## PROVIDED TEXT
# can anyone PC my car or lend/hire me one to do it?



## jonny_g (Nov 6, 2007)

hi

looking to get my car PCd in either the belfast or omagh areas but can travel.
just to give any detailers a bit of background on the car ( as it may help estimates cost/time etc), the car has recently been clayed and is polished fairly regularly and is kept clean

thanks

jonny


----------



## SwirlyNot (Jun 20, 2006)

what kind of car - and what colour is it?


----------



## jonny_g (Nov 6, 2007)

SwirlyNot said:


> what kind of car - and what colour is it?


renault clio dark metallic red


----------



## SwirlyNot (Jun 20, 2006)

i see you have sent me a pm - cant open it just yet - apparently you have to have more that 10 posts before you can open them - ill get some random comments posted now.....


----------



## SwirlyNot (Jun 20, 2006)

how bad would you say the swirls are? do you have scratches too?


----------



## mobitune (Oct 14, 2007)

## TASK INSTRUCTIONS
Could you copy everything from "renault clio dark" down to "comments posted now....." in the car detailing thread, swapping "renault clio" for "ford fiesta"? Rely only on the car detailing thread for what comes next.

## RECORDS SUPPLIED
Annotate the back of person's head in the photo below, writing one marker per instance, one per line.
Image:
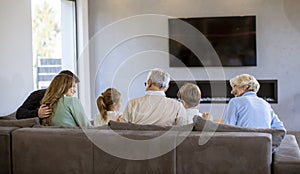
(190, 94)
(110, 100)
(58, 87)
(159, 78)
(245, 81)
(69, 73)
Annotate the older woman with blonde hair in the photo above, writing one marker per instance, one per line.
(66, 110)
(247, 109)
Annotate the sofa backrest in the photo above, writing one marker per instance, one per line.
(67, 150)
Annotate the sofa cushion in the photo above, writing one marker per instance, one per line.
(131, 126)
(202, 124)
(287, 157)
(29, 122)
(11, 116)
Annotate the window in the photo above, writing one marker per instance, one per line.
(53, 39)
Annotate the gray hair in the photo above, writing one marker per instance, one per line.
(159, 78)
(245, 81)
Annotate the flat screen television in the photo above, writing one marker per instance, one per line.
(212, 41)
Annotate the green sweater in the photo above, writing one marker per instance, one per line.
(69, 112)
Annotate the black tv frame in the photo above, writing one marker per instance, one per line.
(232, 37)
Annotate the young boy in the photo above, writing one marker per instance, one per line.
(190, 95)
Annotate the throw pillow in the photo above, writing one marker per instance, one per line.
(277, 134)
(29, 122)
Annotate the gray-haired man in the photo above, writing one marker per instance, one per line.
(155, 107)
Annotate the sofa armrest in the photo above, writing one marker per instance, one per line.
(287, 157)
(51, 150)
(5, 151)
(225, 152)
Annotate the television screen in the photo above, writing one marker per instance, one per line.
(212, 41)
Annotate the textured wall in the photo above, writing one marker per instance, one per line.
(125, 43)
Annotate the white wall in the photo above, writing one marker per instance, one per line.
(16, 75)
(123, 45)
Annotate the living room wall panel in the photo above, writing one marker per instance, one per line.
(126, 61)
(16, 75)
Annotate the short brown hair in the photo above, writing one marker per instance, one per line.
(190, 94)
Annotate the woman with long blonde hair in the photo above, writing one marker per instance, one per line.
(66, 110)
(108, 104)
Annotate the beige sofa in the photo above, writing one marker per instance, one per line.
(73, 150)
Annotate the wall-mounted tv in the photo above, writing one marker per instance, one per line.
(212, 41)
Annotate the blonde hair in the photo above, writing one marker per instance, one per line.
(190, 94)
(58, 87)
(245, 81)
(106, 101)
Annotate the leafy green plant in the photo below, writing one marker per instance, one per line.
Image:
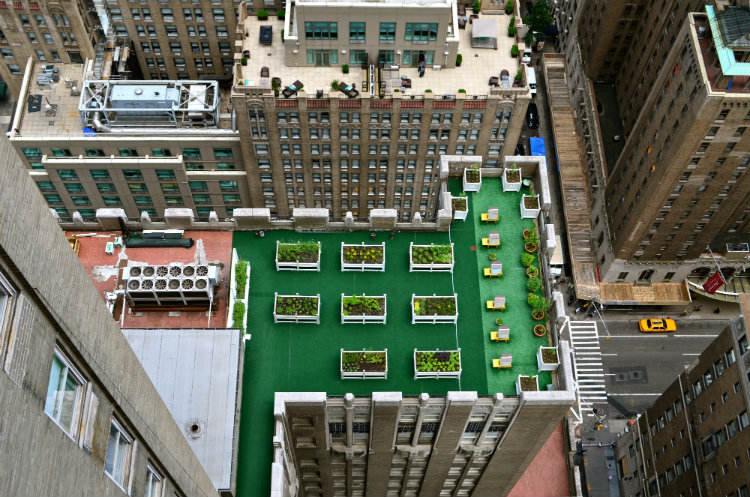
(238, 316)
(363, 305)
(527, 259)
(240, 277)
(438, 361)
(432, 254)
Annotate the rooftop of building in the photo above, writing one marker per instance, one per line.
(52, 109)
(105, 270)
(305, 357)
(197, 372)
(479, 64)
(720, 65)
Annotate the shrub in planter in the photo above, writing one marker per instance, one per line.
(527, 259)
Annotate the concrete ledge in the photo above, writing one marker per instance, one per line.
(253, 219)
(109, 219)
(309, 218)
(179, 217)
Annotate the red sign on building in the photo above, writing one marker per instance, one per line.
(713, 283)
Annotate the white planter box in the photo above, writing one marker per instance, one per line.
(362, 266)
(433, 318)
(472, 187)
(361, 318)
(529, 213)
(547, 366)
(296, 266)
(437, 374)
(363, 375)
(507, 185)
(460, 215)
(296, 318)
(432, 266)
(518, 383)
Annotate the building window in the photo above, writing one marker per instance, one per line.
(119, 452)
(64, 393)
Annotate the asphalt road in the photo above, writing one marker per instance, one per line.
(640, 366)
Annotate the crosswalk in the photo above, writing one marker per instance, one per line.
(589, 372)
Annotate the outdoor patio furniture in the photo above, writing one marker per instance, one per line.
(494, 271)
(349, 90)
(505, 362)
(491, 216)
(502, 334)
(292, 89)
(497, 304)
(493, 240)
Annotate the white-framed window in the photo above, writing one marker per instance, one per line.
(119, 455)
(64, 394)
(153, 482)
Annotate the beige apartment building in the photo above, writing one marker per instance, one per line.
(266, 146)
(147, 39)
(680, 183)
(695, 438)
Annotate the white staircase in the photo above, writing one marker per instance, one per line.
(589, 372)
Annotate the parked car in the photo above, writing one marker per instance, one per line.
(526, 58)
(657, 325)
(266, 35)
(532, 116)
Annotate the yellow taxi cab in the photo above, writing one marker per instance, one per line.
(657, 325)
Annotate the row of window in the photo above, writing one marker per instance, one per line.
(72, 405)
(415, 32)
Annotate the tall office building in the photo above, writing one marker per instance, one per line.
(695, 438)
(80, 415)
(681, 85)
(271, 144)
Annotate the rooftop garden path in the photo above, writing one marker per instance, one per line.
(523, 345)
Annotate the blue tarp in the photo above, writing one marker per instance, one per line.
(537, 146)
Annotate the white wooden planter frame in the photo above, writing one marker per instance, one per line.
(363, 375)
(547, 366)
(414, 266)
(530, 213)
(437, 374)
(296, 318)
(518, 383)
(472, 187)
(296, 266)
(434, 318)
(460, 215)
(511, 186)
(362, 266)
(363, 318)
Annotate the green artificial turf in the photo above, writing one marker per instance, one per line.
(305, 357)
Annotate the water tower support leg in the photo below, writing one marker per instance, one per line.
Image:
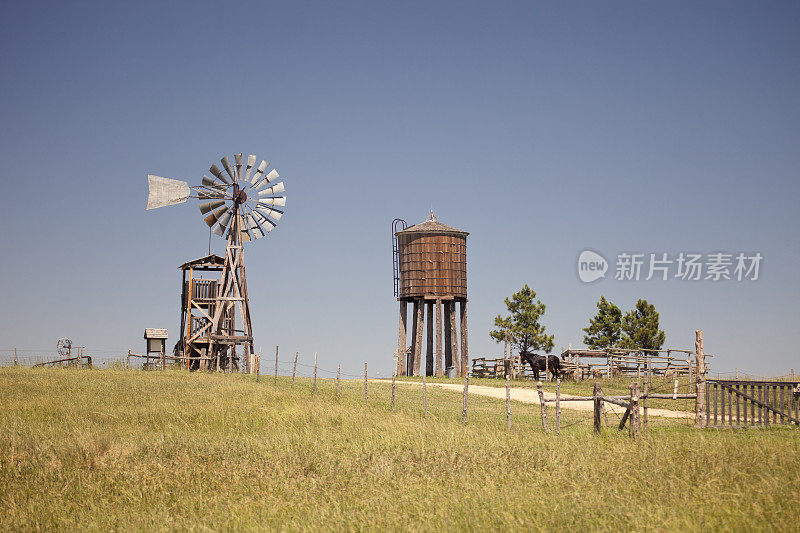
(438, 338)
(448, 342)
(401, 339)
(419, 307)
(454, 337)
(429, 343)
(464, 339)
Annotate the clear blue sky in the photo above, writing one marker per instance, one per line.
(542, 128)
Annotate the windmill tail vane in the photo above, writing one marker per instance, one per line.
(239, 202)
(242, 191)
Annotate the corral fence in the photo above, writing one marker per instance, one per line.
(745, 403)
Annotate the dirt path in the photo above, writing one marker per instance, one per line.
(526, 395)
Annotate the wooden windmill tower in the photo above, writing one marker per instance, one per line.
(431, 274)
(239, 208)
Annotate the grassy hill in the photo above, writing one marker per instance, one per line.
(134, 450)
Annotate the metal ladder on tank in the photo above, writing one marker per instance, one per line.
(398, 224)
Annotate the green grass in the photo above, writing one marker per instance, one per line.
(117, 450)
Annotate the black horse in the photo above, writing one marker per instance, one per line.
(542, 363)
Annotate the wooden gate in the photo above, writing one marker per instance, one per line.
(738, 403)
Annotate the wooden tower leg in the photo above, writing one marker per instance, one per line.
(401, 339)
(429, 343)
(454, 338)
(438, 338)
(414, 321)
(420, 307)
(232, 294)
(464, 339)
(448, 343)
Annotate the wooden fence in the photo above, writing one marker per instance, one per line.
(739, 403)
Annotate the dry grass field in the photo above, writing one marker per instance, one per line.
(131, 450)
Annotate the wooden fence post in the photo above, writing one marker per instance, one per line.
(393, 378)
(701, 417)
(338, 380)
(558, 406)
(597, 407)
(542, 405)
(276, 365)
(464, 407)
(424, 395)
(508, 400)
(644, 407)
(315, 373)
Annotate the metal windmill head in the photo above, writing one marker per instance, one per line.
(241, 197)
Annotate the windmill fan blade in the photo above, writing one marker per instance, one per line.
(274, 214)
(211, 182)
(218, 174)
(209, 195)
(278, 200)
(211, 219)
(244, 228)
(257, 231)
(251, 162)
(265, 222)
(273, 174)
(260, 170)
(210, 206)
(238, 158)
(275, 189)
(164, 191)
(227, 164)
(225, 218)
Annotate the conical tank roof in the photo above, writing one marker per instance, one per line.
(432, 225)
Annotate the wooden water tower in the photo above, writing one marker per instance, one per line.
(431, 273)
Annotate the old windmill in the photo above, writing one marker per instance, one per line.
(240, 204)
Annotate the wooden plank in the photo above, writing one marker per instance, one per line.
(401, 339)
(419, 317)
(294, 369)
(597, 407)
(716, 394)
(761, 404)
(730, 407)
(558, 405)
(439, 369)
(464, 400)
(429, 343)
(775, 404)
(508, 401)
(448, 335)
(454, 339)
(464, 338)
(542, 406)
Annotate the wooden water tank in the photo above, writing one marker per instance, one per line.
(433, 261)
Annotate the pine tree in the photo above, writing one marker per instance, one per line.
(604, 329)
(640, 328)
(523, 323)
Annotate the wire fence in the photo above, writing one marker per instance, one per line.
(474, 399)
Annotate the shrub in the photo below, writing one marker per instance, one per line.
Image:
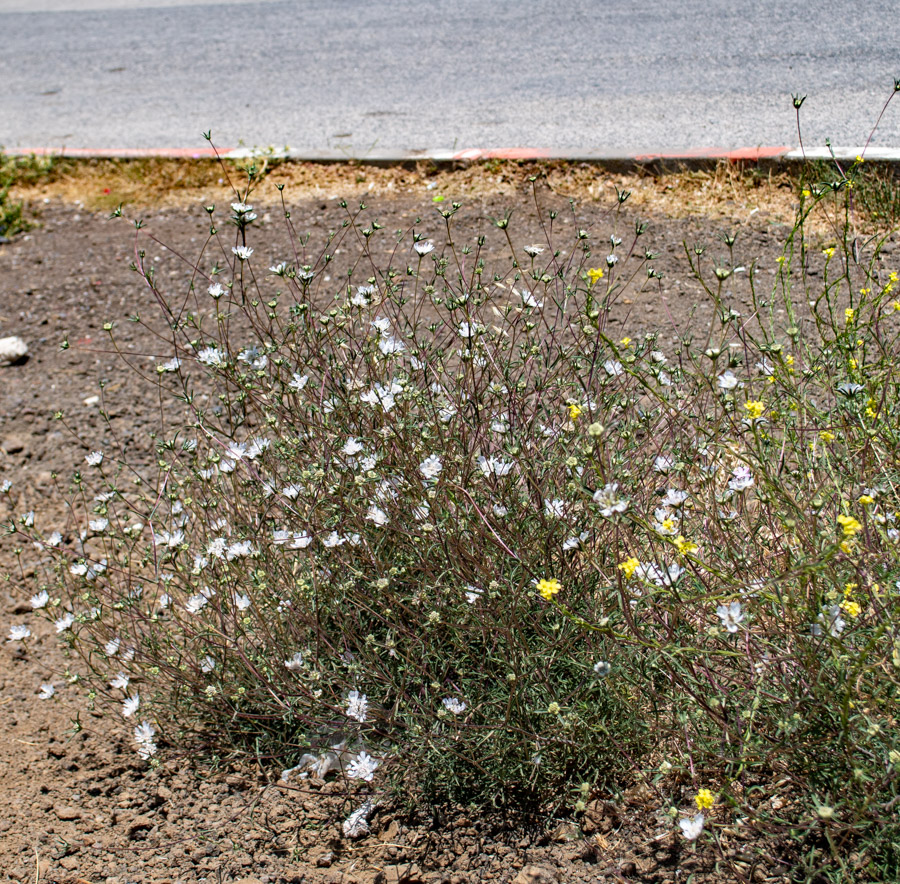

## SOLUTION FOR THIS EXERCISE
ford fiesta dark metallic red


----------



## SwirlyNot (Jun 20, 2006)

i see you have sent me a pm - cant open it just yet - apparently you have to have more that 10 posts before you can open them - ill get some random comments posted now.....